== WRITTEN INSTRUCTION ==
Write the listing out again, all of it, word for word.

== PROVIDED ENTRIES ==
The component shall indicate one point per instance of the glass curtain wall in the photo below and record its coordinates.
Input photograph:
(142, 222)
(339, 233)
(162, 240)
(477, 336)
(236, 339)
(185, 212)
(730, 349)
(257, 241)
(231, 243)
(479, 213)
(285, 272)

== COMPLETE OUTPUT ==
The component shall indicate one point per instance of the glass curtain wall in the photo below and record its coordinates.
Input photograph:
(142, 222)
(339, 233)
(162, 240)
(477, 336)
(236, 339)
(185, 212)
(730, 349)
(257, 241)
(231, 243)
(479, 213)
(285, 272)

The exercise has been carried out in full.